» **GOAL**: Count the lines in the entries below that contain the string "tower", treating uppercase and lowercase letters as distinct. Give only the number.

» **AVAILABLE DATA**:

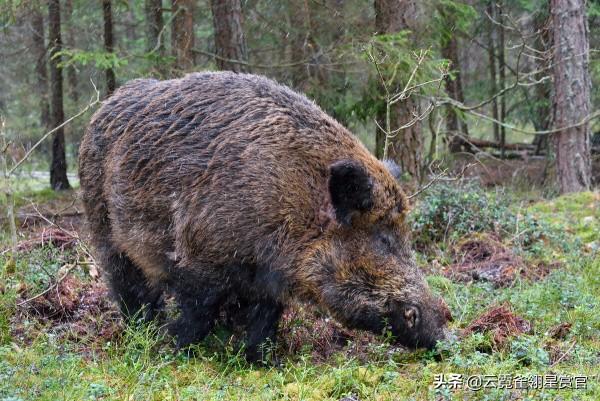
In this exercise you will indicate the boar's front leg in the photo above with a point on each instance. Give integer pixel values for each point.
(199, 298)
(261, 330)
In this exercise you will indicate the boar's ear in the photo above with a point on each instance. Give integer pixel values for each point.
(350, 188)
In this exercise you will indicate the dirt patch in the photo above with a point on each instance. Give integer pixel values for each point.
(58, 237)
(302, 326)
(482, 257)
(501, 322)
(74, 309)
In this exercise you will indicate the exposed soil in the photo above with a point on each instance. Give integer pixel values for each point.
(482, 257)
(74, 309)
(501, 322)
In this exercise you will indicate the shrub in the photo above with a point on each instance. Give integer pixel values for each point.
(448, 212)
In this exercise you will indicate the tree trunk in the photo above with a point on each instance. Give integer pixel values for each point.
(571, 94)
(39, 50)
(541, 113)
(502, 76)
(182, 33)
(492, 62)
(406, 147)
(154, 24)
(130, 23)
(230, 44)
(58, 167)
(109, 45)
(70, 43)
(455, 128)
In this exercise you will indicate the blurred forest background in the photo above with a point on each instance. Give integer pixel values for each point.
(490, 108)
(417, 81)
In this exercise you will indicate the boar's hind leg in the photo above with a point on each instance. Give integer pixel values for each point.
(199, 301)
(263, 318)
(129, 286)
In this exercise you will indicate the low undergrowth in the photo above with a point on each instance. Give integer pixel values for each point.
(522, 280)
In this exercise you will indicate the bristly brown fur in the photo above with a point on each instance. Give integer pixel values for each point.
(222, 185)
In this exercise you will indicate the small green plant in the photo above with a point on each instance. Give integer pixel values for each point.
(448, 212)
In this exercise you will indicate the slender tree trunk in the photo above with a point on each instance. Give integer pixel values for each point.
(70, 43)
(502, 76)
(406, 148)
(455, 128)
(571, 94)
(492, 62)
(39, 49)
(109, 44)
(301, 43)
(130, 24)
(541, 115)
(230, 43)
(58, 167)
(154, 24)
(182, 33)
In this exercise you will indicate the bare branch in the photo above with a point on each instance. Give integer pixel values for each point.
(53, 130)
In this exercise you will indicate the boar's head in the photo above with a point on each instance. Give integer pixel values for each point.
(363, 268)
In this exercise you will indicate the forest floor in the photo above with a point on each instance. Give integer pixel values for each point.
(520, 273)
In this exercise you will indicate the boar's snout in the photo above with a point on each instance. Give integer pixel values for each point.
(420, 325)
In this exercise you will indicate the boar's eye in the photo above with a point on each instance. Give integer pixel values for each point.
(411, 315)
(386, 240)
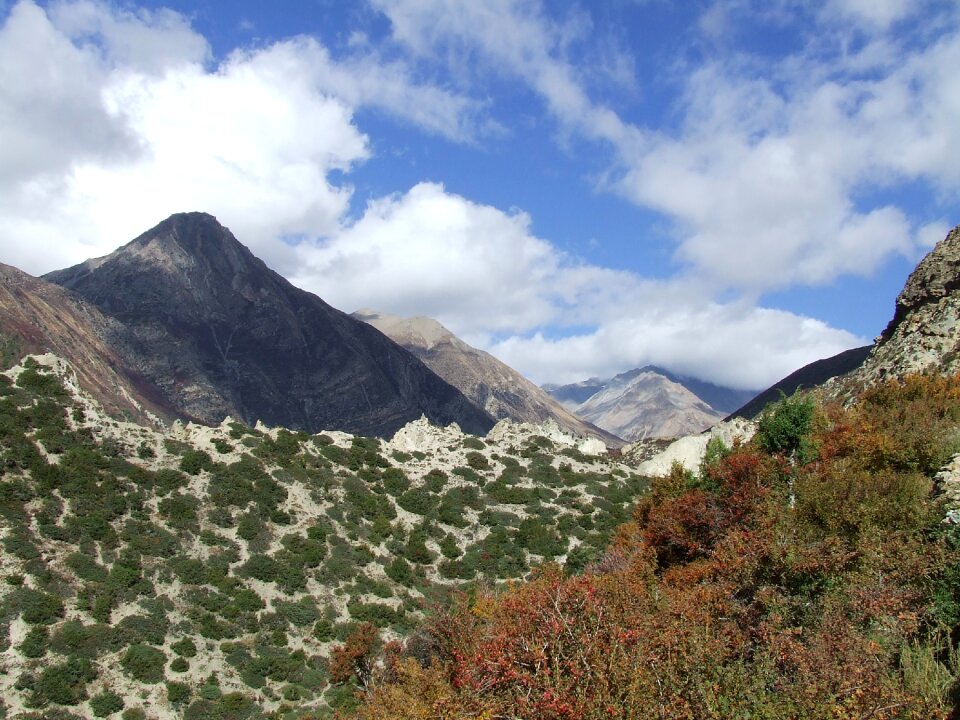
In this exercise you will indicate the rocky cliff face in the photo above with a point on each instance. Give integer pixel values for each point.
(490, 384)
(38, 317)
(221, 334)
(924, 333)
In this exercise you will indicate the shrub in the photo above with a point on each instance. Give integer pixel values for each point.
(106, 703)
(35, 642)
(418, 501)
(395, 481)
(193, 462)
(399, 570)
(184, 647)
(784, 427)
(144, 663)
(177, 692)
(476, 461)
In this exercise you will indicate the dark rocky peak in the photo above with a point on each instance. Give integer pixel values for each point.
(935, 277)
(189, 258)
(221, 334)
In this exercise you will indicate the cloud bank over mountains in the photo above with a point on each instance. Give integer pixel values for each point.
(773, 172)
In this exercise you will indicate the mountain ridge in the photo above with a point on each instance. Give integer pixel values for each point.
(220, 334)
(489, 383)
(648, 402)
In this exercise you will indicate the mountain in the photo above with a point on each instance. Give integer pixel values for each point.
(809, 376)
(220, 334)
(38, 317)
(640, 404)
(573, 395)
(490, 384)
(924, 333)
(649, 402)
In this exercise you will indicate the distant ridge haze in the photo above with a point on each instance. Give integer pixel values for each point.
(649, 402)
(493, 386)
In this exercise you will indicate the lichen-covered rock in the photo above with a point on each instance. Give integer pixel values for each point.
(924, 333)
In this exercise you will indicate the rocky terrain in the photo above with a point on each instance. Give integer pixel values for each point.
(923, 334)
(37, 316)
(208, 571)
(217, 333)
(492, 385)
(648, 403)
(807, 377)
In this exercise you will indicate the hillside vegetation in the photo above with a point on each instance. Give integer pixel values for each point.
(807, 574)
(228, 572)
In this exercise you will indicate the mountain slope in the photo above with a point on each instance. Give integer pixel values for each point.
(646, 404)
(210, 572)
(490, 384)
(924, 333)
(809, 376)
(38, 317)
(221, 334)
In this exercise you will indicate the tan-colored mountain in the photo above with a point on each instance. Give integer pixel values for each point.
(38, 317)
(645, 403)
(490, 384)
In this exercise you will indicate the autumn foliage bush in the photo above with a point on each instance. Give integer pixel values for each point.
(805, 576)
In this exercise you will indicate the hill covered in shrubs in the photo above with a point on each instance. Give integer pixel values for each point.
(806, 574)
(227, 572)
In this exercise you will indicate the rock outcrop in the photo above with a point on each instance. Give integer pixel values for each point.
(219, 333)
(924, 333)
(689, 450)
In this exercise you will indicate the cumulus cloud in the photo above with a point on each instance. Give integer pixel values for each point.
(119, 117)
(772, 158)
(113, 119)
(482, 273)
(736, 345)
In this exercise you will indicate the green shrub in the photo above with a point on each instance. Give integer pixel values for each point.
(38, 607)
(476, 461)
(435, 480)
(178, 693)
(106, 703)
(193, 462)
(399, 570)
(473, 443)
(184, 647)
(144, 663)
(64, 683)
(418, 501)
(35, 642)
(784, 427)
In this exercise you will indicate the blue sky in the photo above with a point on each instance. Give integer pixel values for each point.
(727, 188)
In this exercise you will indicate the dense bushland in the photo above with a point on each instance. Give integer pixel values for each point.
(806, 574)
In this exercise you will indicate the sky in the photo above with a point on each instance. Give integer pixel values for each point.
(729, 189)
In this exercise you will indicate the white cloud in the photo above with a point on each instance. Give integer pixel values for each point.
(117, 119)
(735, 345)
(483, 274)
(112, 121)
(774, 159)
(472, 266)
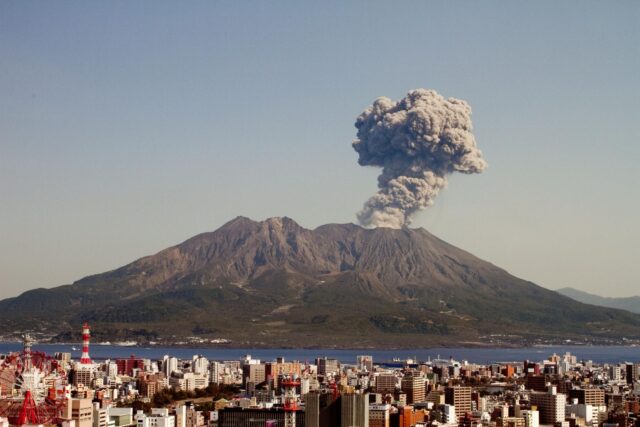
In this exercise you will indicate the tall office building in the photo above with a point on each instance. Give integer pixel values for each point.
(327, 366)
(413, 384)
(588, 396)
(365, 363)
(386, 383)
(460, 397)
(354, 410)
(551, 405)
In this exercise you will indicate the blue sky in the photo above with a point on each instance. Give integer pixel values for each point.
(126, 127)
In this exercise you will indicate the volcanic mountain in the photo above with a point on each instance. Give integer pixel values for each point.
(275, 283)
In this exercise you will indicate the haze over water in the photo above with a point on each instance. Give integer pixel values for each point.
(597, 354)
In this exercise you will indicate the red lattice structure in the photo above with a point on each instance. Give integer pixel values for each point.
(33, 387)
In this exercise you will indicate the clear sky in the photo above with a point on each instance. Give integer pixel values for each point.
(127, 127)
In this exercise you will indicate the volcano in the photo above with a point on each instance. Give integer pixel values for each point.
(274, 283)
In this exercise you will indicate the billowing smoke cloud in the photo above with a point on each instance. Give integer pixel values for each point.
(417, 141)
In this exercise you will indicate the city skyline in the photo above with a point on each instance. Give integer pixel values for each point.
(128, 128)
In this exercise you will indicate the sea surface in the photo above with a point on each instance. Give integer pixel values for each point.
(597, 354)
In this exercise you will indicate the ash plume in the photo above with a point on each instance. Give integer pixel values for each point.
(417, 141)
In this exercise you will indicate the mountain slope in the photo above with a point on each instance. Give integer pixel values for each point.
(631, 304)
(274, 283)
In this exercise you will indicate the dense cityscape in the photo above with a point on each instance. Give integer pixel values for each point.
(38, 389)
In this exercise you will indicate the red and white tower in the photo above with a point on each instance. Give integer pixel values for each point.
(86, 337)
(290, 384)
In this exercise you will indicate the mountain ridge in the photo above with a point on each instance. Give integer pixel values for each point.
(275, 283)
(631, 304)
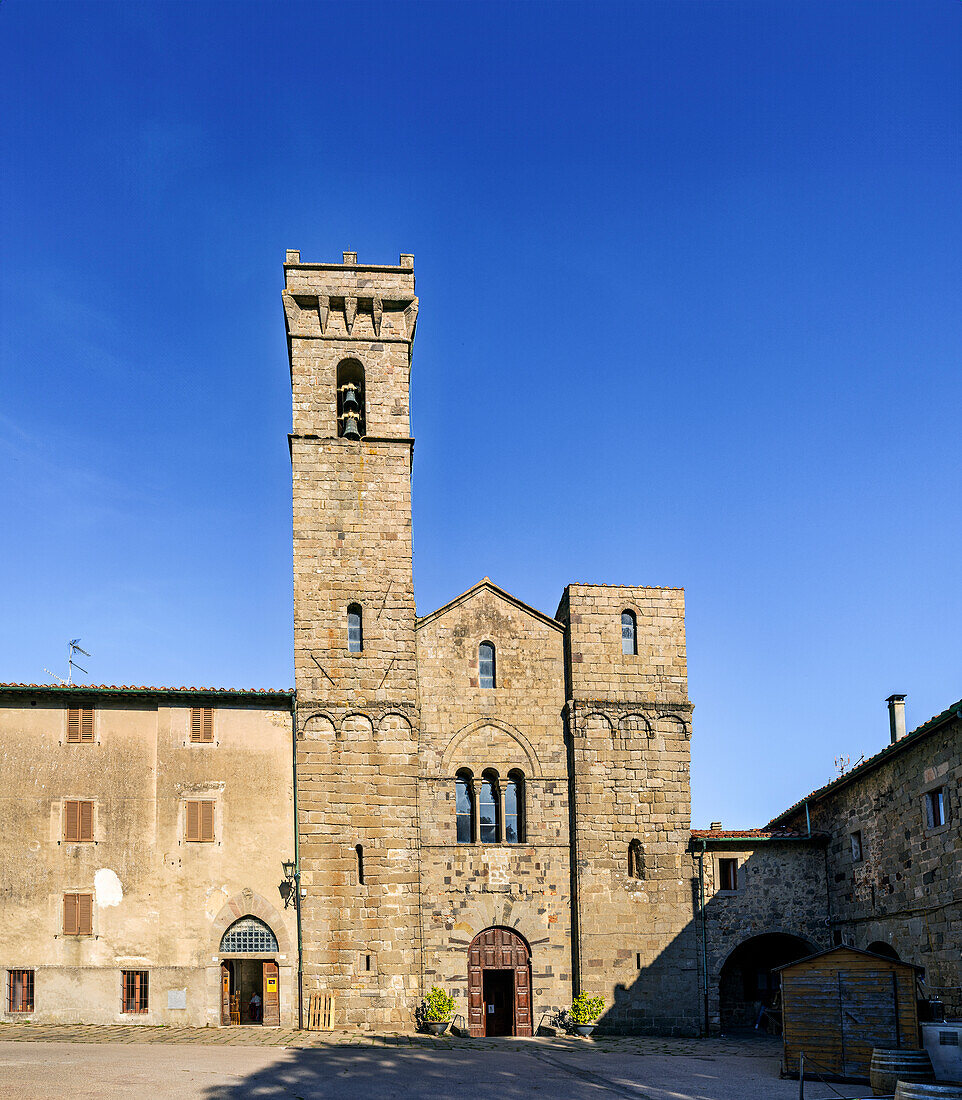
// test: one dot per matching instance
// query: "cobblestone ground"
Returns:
(763, 1046)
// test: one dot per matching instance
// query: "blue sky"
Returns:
(689, 279)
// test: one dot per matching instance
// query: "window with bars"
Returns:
(355, 628)
(629, 633)
(78, 914)
(486, 664)
(134, 991)
(201, 725)
(79, 725)
(78, 822)
(199, 821)
(249, 936)
(20, 990)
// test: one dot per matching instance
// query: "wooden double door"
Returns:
(498, 983)
(240, 979)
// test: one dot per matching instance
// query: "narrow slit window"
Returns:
(20, 990)
(78, 914)
(79, 725)
(728, 875)
(355, 629)
(486, 664)
(515, 807)
(199, 822)
(629, 633)
(134, 991)
(488, 810)
(78, 822)
(464, 807)
(201, 725)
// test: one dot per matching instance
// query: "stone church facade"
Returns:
(485, 798)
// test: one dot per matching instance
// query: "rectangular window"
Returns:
(20, 990)
(936, 807)
(200, 822)
(728, 873)
(134, 991)
(78, 914)
(78, 822)
(201, 725)
(79, 725)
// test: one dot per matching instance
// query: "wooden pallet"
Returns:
(321, 1012)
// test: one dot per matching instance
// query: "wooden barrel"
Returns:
(889, 1067)
(914, 1090)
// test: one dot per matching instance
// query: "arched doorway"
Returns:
(250, 991)
(748, 981)
(499, 983)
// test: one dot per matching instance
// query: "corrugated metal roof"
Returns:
(952, 712)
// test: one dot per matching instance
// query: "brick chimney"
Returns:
(896, 717)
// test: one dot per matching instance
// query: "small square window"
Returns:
(20, 990)
(857, 846)
(936, 807)
(728, 875)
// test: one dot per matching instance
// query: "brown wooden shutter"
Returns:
(86, 821)
(69, 914)
(85, 914)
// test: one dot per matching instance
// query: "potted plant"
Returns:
(585, 1011)
(438, 1009)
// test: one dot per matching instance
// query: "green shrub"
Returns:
(586, 1010)
(438, 1005)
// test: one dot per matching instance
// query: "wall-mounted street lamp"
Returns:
(290, 880)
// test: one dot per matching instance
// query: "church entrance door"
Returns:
(499, 983)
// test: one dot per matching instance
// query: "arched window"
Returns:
(489, 811)
(636, 860)
(486, 664)
(249, 936)
(351, 399)
(515, 807)
(464, 806)
(355, 628)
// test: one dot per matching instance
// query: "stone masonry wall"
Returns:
(515, 726)
(906, 891)
(629, 728)
(357, 713)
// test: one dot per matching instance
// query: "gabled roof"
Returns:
(854, 950)
(75, 690)
(904, 743)
(487, 583)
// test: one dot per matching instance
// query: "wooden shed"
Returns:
(839, 1004)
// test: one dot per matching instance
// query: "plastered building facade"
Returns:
(486, 796)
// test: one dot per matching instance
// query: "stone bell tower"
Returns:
(350, 331)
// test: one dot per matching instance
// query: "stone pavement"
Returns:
(750, 1045)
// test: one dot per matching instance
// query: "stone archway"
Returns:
(499, 983)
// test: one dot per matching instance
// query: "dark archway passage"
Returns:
(499, 983)
(748, 981)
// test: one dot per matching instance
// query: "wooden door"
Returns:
(867, 1000)
(499, 949)
(272, 994)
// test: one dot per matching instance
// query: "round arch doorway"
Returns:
(250, 991)
(499, 983)
(748, 986)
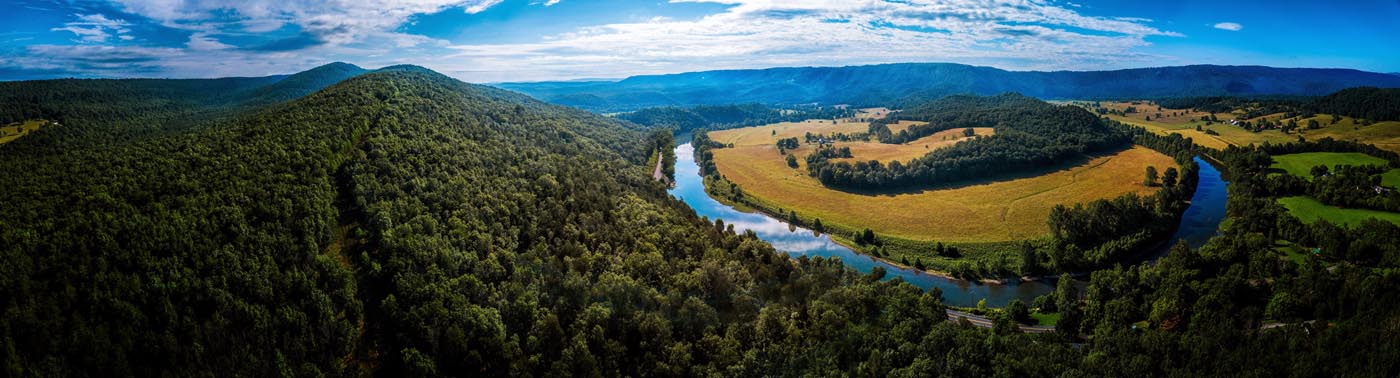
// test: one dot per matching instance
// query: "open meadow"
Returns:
(1385, 135)
(1309, 210)
(993, 210)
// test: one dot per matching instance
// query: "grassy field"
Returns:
(986, 220)
(1311, 210)
(886, 153)
(1385, 135)
(1007, 209)
(16, 130)
(767, 135)
(1302, 164)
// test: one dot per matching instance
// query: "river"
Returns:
(804, 242)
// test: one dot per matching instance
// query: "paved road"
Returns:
(984, 322)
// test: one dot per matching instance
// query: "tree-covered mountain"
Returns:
(1368, 102)
(406, 224)
(913, 83)
(303, 83)
(88, 108)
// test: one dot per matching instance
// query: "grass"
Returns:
(1045, 319)
(1385, 135)
(977, 212)
(769, 135)
(1302, 164)
(987, 220)
(1292, 251)
(919, 147)
(16, 130)
(1390, 178)
(1311, 210)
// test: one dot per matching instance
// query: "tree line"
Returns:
(1031, 135)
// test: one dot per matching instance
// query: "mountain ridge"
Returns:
(912, 83)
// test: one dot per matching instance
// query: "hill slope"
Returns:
(912, 83)
(100, 111)
(408, 224)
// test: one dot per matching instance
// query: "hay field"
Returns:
(1385, 135)
(903, 153)
(980, 212)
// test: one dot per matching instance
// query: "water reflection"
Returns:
(800, 241)
(1197, 226)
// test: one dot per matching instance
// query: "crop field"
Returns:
(903, 153)
(16, 130)
(770, 133)
(1302, 164)
(1004, 209)
(902, 125)
(1311, 210)
(1385, 135)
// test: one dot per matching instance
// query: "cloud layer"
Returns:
(262, 37)
(1229, 27)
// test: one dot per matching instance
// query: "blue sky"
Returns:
(487, 41)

» **REPLY**: 2